*PROBLEM*
Gather every line of the records that includes the word "feather", and list those lines.
===== RECORD LIST =====
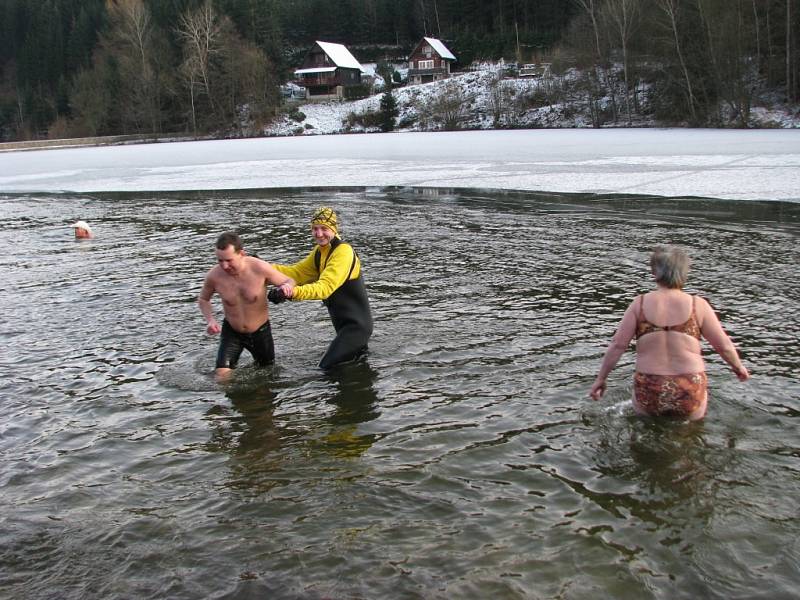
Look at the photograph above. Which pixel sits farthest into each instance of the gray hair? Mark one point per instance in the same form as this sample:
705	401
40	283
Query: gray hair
670	266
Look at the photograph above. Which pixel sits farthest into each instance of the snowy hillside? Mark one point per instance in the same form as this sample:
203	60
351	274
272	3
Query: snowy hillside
484	99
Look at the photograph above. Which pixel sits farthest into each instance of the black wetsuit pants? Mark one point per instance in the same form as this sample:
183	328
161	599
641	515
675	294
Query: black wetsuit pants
349	310
232	342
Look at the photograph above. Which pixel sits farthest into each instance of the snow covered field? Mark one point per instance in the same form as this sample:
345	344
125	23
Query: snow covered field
732	164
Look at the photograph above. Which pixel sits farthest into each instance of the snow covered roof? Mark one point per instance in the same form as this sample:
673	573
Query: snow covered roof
440	48
340	55
315	70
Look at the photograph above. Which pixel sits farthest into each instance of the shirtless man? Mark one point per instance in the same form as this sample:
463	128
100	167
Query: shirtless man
240	281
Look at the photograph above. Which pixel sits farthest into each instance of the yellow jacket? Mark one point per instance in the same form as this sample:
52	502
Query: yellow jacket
333	272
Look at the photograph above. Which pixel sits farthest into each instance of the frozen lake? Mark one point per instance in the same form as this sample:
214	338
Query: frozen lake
728	164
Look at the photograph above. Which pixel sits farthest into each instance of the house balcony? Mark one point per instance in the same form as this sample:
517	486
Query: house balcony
317	80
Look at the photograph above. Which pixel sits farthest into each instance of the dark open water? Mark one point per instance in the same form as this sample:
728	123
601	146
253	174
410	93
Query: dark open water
461	460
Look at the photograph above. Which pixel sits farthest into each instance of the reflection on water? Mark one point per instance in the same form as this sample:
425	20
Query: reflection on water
459	459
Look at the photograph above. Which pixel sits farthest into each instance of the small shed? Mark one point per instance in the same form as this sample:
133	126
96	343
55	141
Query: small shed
327	70
429	61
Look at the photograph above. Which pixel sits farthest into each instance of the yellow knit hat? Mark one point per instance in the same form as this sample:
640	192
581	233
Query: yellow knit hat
325	216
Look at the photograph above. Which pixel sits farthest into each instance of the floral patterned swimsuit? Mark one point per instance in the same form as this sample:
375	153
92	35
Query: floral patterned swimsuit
668	395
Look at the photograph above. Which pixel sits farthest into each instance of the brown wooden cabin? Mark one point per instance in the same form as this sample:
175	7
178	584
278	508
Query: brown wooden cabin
430	61
327	70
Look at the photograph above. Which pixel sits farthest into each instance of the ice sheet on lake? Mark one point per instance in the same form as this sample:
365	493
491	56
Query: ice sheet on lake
731	164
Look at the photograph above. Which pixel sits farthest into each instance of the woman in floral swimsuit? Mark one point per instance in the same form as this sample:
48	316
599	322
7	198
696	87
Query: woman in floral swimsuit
668	324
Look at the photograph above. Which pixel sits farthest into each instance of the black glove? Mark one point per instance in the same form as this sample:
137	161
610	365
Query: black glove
276	296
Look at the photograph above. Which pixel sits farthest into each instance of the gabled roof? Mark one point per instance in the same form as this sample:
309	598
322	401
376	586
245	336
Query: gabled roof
315	70
340	55
440	48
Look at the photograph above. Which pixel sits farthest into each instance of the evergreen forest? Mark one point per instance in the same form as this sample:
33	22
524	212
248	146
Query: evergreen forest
112	67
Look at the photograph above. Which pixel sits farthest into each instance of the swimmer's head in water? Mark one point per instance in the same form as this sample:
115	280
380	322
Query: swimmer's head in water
326	217
82	229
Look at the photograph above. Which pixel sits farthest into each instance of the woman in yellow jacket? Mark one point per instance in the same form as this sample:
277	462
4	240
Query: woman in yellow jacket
331	272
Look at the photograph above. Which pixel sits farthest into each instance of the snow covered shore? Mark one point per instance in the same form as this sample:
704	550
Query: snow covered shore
731	164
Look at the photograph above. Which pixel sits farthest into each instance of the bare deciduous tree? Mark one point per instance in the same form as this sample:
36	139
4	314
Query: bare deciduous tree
131	40
623	16
670	9
200	32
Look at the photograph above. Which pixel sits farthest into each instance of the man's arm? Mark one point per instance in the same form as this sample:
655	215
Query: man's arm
204	302
274	277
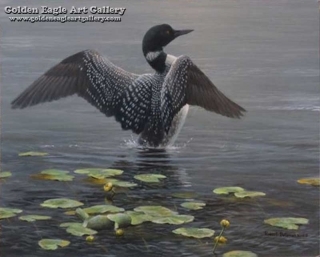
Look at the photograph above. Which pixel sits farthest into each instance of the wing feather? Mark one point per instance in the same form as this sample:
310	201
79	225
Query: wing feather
185	84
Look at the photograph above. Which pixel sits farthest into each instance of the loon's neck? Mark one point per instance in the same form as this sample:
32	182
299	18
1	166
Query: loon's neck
157	60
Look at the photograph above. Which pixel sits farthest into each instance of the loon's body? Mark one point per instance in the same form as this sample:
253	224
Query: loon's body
154	106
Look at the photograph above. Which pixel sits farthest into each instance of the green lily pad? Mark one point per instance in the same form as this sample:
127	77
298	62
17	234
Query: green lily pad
308	181
68	224
239	253
194	232
98	222
121	220
227	190
99	173
80	230
193	205
5	174
8	212
33	154
155	211
121	183
185	195
32	218
61	203
149	178
52	244
286	222
98	209
174	219
54	174
138	217
244	194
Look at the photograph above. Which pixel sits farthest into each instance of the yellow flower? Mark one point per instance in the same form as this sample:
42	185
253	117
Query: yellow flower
222	239
108	187
119	232
224	223
90	238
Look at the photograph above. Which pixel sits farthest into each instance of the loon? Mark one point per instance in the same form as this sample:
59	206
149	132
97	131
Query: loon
154	106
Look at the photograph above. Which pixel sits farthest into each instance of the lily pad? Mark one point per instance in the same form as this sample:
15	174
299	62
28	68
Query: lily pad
61	203
68	224
185	195
155	211
8	212
308	181
194	232
98	209
149	178
227	190
120	220
121	183
138	217
239	253
32	218
54	174
5	174
98	222
52	244
33	154
244	194
174	219
193	205
99	173
286	222
80	230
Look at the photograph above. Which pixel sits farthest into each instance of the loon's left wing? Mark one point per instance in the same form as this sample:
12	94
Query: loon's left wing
87	74
185	84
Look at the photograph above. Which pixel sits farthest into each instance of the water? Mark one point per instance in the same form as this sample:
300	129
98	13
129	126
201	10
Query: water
262	54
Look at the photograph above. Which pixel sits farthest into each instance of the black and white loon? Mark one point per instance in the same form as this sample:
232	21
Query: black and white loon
152	105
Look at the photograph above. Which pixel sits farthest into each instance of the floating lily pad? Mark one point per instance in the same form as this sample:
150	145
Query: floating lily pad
32	218
239	253
286	222
61	203
185	195
121	183
54	174
138	217
68	224
193	205
174	219
33	154
155	211
80	230
121	220
8	212
227	190
99	173
5	174
308	181
52	244
194	232
244	194
102	209
98	222
149	178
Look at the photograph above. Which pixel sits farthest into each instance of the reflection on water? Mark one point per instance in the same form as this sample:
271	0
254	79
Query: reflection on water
262	54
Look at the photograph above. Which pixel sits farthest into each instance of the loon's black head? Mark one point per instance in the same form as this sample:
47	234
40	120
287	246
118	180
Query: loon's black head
159	36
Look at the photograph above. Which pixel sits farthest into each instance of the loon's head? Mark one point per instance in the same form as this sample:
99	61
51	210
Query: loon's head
159	36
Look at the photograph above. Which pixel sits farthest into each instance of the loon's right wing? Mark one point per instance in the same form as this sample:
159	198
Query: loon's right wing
185	84
86	74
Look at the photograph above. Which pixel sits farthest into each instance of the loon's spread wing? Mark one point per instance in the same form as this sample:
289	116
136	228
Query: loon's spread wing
96	79
184	84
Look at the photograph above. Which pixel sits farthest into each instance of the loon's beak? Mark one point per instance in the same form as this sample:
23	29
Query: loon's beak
178	33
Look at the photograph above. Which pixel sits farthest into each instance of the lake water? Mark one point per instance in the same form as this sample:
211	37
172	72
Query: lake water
262	54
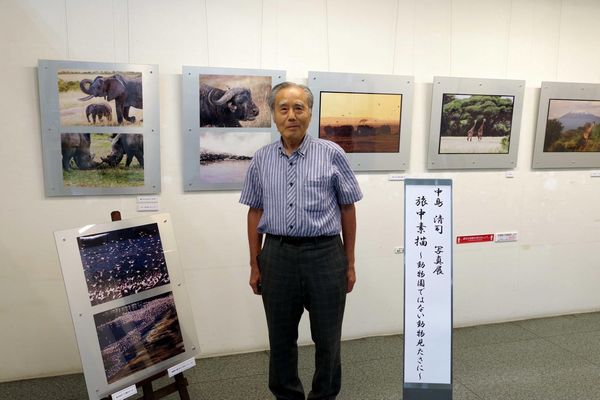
=====
*PROBLEM SOLUTION*
Look at the photograph above. Which pixel sits farthest into each instance of the wing feather? Mark one point per instance in the same form as this sample:
Query: wing feather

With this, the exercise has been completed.